The task — Copy the records exactly. Include every line.

Listed records —
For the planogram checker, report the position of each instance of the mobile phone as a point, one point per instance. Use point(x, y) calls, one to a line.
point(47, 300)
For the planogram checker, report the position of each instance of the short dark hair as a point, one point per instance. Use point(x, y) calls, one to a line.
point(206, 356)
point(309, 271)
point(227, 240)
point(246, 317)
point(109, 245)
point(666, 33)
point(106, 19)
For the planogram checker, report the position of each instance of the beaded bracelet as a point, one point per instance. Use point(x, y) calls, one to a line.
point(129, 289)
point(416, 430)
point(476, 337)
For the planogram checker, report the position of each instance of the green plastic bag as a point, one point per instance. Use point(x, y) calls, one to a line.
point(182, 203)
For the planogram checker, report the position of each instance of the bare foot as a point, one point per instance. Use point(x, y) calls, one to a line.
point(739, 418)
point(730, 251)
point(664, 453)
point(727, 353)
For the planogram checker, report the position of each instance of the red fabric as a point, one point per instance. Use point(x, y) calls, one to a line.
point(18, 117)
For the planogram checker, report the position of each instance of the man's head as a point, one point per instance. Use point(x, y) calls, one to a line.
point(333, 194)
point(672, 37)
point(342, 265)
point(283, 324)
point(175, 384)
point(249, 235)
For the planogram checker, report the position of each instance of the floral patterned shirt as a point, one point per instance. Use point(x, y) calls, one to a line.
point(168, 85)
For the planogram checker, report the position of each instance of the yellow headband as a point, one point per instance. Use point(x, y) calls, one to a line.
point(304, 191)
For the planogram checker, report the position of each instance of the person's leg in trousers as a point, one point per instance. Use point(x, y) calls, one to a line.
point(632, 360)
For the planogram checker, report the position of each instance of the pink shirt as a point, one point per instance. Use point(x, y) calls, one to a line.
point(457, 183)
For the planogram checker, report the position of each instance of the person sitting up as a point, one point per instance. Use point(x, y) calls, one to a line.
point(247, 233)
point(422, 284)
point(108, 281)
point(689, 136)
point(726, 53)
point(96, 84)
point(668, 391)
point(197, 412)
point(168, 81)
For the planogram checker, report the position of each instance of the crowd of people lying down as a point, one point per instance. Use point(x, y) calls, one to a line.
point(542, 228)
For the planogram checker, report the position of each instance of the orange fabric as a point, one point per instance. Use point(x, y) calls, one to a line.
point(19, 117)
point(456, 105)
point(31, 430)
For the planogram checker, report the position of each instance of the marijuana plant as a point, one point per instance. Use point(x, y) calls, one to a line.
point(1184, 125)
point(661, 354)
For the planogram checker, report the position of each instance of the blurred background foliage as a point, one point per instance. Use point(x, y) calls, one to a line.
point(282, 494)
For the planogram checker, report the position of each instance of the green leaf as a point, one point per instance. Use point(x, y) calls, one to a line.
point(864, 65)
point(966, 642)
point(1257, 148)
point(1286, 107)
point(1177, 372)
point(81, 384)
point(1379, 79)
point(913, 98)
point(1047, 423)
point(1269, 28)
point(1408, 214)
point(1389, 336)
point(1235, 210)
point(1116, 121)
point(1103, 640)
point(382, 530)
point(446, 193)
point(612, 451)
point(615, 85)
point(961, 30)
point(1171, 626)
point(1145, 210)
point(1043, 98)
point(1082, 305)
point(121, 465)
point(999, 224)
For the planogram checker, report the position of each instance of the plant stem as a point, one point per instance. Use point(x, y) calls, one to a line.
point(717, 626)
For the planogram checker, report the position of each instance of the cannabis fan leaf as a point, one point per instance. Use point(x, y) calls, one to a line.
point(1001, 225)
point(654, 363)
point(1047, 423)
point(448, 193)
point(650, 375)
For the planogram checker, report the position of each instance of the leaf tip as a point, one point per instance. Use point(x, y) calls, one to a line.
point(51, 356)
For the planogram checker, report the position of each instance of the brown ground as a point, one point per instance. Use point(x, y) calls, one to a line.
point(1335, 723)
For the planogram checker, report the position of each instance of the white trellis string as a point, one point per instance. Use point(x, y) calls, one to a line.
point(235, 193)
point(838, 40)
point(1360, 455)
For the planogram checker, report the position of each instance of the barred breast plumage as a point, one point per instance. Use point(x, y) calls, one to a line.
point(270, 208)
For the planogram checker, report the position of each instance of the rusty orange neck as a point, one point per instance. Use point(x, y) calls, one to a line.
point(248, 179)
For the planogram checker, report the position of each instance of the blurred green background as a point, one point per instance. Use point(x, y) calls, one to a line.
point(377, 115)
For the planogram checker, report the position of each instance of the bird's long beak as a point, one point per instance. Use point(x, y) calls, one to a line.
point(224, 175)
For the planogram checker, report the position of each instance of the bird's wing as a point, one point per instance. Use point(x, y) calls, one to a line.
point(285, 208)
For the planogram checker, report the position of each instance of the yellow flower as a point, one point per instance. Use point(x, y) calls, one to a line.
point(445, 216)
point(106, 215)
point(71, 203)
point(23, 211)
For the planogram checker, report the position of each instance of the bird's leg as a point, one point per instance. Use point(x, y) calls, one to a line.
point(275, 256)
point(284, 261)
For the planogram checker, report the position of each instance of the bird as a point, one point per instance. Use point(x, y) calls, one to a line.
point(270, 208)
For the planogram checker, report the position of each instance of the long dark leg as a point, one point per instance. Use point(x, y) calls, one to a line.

Answer for the task —
For the planogram checker, report the position of each instance of the mobile phone as a point, one point per instance. Use point(x, y) calls, one to a line.
point(47, 300)
For the planogram checker, report the position of each instance of the short dark hair as a point, one point per instance. Use point(x, y) calls, one to a line.
point(206, 356)
point(309, 271)
point(227, 240)
point(246, 317)
point(109, 245)
point(666, 33)
point(106, 19)
For the planogram checker, report the position of each instance of the beaded bracelet as a point, one point per instance. Use point(x, y) calls, one to a line.
point(129, 289)
point(416, 430)
point(476, 337)
For the planogram checker, report the position of each instance of the green plastic bag as a point, one point per instance. Use point(x, y) calls, one to a line.
point(182, 203)
For the planogram checker, report the position of each instance of the bare foot as a point, one point per instance. Use point(x, y) calls, one to a line.
point(739, 418)
point(730, 251)
point(664, 453)
point(727, 353)
For the planogram checker, report the position of each instance of the red fabric as a point, one point per instance. Use point(x, y) calls, one to a line.
point(18, 117)
For the planogram checker, report the position of each instance of the man's head as a point, one point per instance. Use point(x, y) calls, one to a line.
point(333, 194)
point(672, 37)
point(342, 265)
point(283, 324)
point(175, 384)
point(249, 235)
For the planogram checker, report the position of each instance of the floral patterned shirt as a point, one point per instance. Use point(x, y) calls, one to a line.
point(168, 85)
For the planogram checker, report the position of each instance of the yellow headband as a point, one point per instance. Use point(x, y) calls, one to a line.
point(304, 191)
For the planogram checker, report the position of each instance of the person's leg in trousers as a point, one point per instance. Use point(x, y) calls, one to a line.
point(632, 360)
For the planogram checker, report the position of each instance of the pink shirt as a point, one point per instance. Use point(x, y) calls, one to a line.
point(457, 183)
For the planogram checker, report the position of each instance of the person sitting up as a point, one point per instance. Use point(x, y) calls, one to a line.
point(247, 233)
point(422, 284)
point(108, 281)
point(689, 136)
point(726, 53)
point(96, 84)
point(668, 391)
point(197, 412)
point(168, 81)
For the planogram checker, report the position of each instance of the crowd of people lying down as a point, one point per instance. Use point(x, y) calls, one to a line.
point(542, 228)
For the planogram checker, report the position of each instance of the orange fabric as a point, one point per instance. Use point(x, y) calls, one to a line.
point(19, 117)
point(456, 105)
point(31, 430)
For the planogram checker, report the position of each instance of the marijuana plant as a point, one point per instance. Use point(x, y) calls, one to a line.
point(1184, 125)
point(661, 354)
For the planogram checker, report the position of each instance of the blurred background foliage as a point, one point per instance. Use point(x, y) calls, one to a line.
point(282, 494)
For the planogram checker, report the position of each instance of the green leaf as a point, one point per instance. Use point(x, y) calls, one to a line.
point(864, 65)
point(966, 642)
point(1257, 148)
point(1286, 107)
point(1177, 372)
point(81, 384)
point(1379, 79)
point(913, 98)
point(1047, 423)
point(1269, 28)
point(1408, 214)
point(1389, 336)
point(1235, 210)
point(1116, 121)
point(1103, 640)
point(382, 530)
point(446, 193)
point(612, 451)
point(615, 85)
point(961, 30)
point(1171, 626)
point(1145, 210)
point(1043, 98)
point(1082, 305)
point(121, 465)
point(999, 224)
For the planogram checker, report the position of each instance of the plant stem as a point, one point per instance. Use point(x, y) calls, one to a line.
point(717, 626)
For the planogram checker, report the position of each instance of the cannabis fan leaf as a point, one point per instance. Use point(x, y) calls, one to a line.
point(1001, 225)
point(654, 363)
point(1047, 423)
point(448, 193)
point(650, 375)
For the planogram checker, report the position of each instance of the leaf tip as a point, one point per instance. Use point(x, y) calls, one to a line.
point(51, 356)
For the planogram checker, report the position of each instance of the brown ground as a point, one point per instance. Use point(x, y) calls, one to a line.
point(1335, 723)
For the planogram checker, report the position of each instance of the white trellis string as a point, one point per instance. Use point(x, y) calls, one to a line.
point(235, 193)
point(838, 40)
point(1360, 455)
For the planogram checker, report the position of each instance of the barred breast plumage as a point, one point per instance. Use point(x, y) calls, one to a line.
point(270, 208)
For the planogram checker, report the position of each instance of the rusty orange neck as a point, one point per instance. Use point(x, y) calls, one to a line.
point(248, 179)
For the planogram checker, report the position of each instance of the blurred green background as a point, one point per instance. Use point(x, y) calls, one to a line.
point(377, 115)
For the planogram checker, report the position of each instance of the bird's long beak as a point, one point per instance. Use point(x, y) calls, one to a line.
point(224, 175)
For the planogram checker, report the position of each instance of the bird's wing as a point, one point per instance. Use point(x, y) calls, one to a line.
point(285, 208)
For the planogram checker, report the position of each instance of the yellow flower as a point, one point per instance. Use point(x, y) calls, one to a line.
point(445, 216)
point(106, 215)
point(71, 203)
point(23, 211)
For the planogram checker, report the position of each instance of the bird's leg as a point, one point per instance. Use point(x, y) calls, one to a line.
point(275, 256)
point(284, 261)
For the planogram checker, report the position of each instance of the bird as a point, one point per instance. Use point(x, y) calls, one to a line.
point(270, 208)
For the planogram checker, report the position of each instance of the long dark leg as a point, one point per instance. Use point(x, y) calls, one to a line.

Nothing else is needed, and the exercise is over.